_What the exercise asks_
Produce an exact transcript of all the records.

(Saved entries)
>>>
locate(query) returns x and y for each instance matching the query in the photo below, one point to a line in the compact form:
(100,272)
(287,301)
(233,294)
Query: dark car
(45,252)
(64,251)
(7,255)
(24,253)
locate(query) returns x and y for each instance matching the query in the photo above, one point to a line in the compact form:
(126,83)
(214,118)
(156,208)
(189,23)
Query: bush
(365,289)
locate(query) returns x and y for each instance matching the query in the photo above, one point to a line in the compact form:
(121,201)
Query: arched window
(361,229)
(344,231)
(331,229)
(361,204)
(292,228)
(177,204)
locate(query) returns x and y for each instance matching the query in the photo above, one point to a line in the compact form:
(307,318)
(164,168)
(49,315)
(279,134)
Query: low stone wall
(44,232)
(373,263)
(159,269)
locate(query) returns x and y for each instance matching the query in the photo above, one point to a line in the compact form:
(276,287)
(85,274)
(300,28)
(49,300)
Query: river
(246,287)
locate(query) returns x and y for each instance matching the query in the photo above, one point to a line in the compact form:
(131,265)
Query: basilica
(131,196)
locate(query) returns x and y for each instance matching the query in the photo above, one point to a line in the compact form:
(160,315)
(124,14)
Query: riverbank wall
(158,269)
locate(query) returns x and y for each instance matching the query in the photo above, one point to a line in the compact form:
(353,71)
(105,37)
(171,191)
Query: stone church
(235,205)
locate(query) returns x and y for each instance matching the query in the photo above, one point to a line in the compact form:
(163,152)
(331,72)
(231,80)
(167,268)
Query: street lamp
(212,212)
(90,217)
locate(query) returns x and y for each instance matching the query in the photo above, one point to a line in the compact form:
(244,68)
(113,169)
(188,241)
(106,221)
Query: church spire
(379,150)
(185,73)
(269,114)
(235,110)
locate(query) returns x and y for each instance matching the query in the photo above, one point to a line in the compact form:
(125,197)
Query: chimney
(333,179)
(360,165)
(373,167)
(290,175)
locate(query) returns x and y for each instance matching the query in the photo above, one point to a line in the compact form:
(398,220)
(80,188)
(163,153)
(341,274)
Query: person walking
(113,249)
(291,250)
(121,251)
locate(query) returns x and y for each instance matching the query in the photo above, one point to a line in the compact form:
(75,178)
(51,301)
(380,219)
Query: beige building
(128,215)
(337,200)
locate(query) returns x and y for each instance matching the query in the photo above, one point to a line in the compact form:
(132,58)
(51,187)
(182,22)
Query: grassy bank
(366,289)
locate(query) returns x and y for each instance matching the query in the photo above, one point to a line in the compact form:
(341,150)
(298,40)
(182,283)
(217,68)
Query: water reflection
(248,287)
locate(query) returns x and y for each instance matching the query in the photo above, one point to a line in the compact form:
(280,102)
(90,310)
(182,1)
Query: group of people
<<<
_Response below_
locate(query) returns x and y for each instance matching the query in the photo below, one point to a line in the compact form:
(100,272)
(287,301)
(233,294)
Query: dark car
(45,252)
(64,251)
(7,255)
(24,253)
locate(query) returns x and y for each instance matching the query in the photo above, one point to a line in the compact form:
(126,83)
(214,118)
(156,208)
(189,23)
Query: bush
(365,289)
locate(query) returns x and y for each instance matching the query in the photo above, one point to a line in the compact form:
(121,201)
Query: arched window
(361,229)
(344,231)
(331,229)
(361,204)
(292,228)
(177,204)
locate(query) returns x and y for each instance matching the query in the photo above, one point to a line in the compact form:
(307,318)
(164,168)
(49,315)
(279,134)
Query: low stone wall
(44,232)
(373,263)
(159,269)
locate(query) returns x and y for each instance matching the query in the photo above, one point to a line in the compact form:
(276,287)
(85,274)
(300,28)
(49,300)
Query: river
(246,287)
locate(query) returns x and y for each instance matching the query in the photo above, one point to a line in the compact form:
(131,265)
Query: basilica
(131,196)
locate(query) returns x and y for each instance matching the query in the photo above, one point to a line in the compact form:
(160,315)
(124,14)
Query: riverbank wall
(158,269)
locate(query) returns x and y for each instance matching the query in the photo above, one point to a line in the compact form:
(353,71)
(105,37)
(171,191)
Query: stone church
(235,205)
locate(query) returns x and y for each instance matching the query in the photo above, one point to a line in the compact form:
(163,152)
(331,72)
(231,80)
(167,268)
Query: street lamp
(212,212)
(90,217)
locate(query) returns x and y for each instance matching the query in the photo above, one point to a line in the compact form:
(244,68)
(113,169)
(188,241)
(106,221)
Query: church spire
(379,150)
(185,73)
(269,114)
(235,110)
locate(query) returns x and y for each instance matching the query in the photo above, one point to a line in the compact form:
(125,197)
Query: chimney
(333,179)
(360,165)
(373,167)
(290,175)
locate(query) returns x and y for each instance matching the query in the photo above, one point to a line in the compact form:
(398,220)
(80,188)
(163,153)
(341,274)
Query: person walking
(113,249)
(291,250)
(121,251)
locate(query) returns x and y for each instance matching the query in the photo above, one point to a line in the compact form:
(75,178)
(51,301)
(380,219)
Query: beige building
(128,215)
(337,200)
locate(query) returns x and y for each instance matching the query in the photo above, one point to a line in the compact form:
(132,58)
(51,187)
(182,22)
Query: grassy bank
(366,289)
locate(query) returns x and y for each instance matching the query in the photo above, one point to a line in the compact form:
(341,150)
(298,40)
(182,283)
(217,68)
Query: water reflection
(248,287)
locate(query) returns x and y for each instance matching the query in the photo above, one point to a line in the compact form:
(280,102)
(90,310)
(182,1)
Query: group of people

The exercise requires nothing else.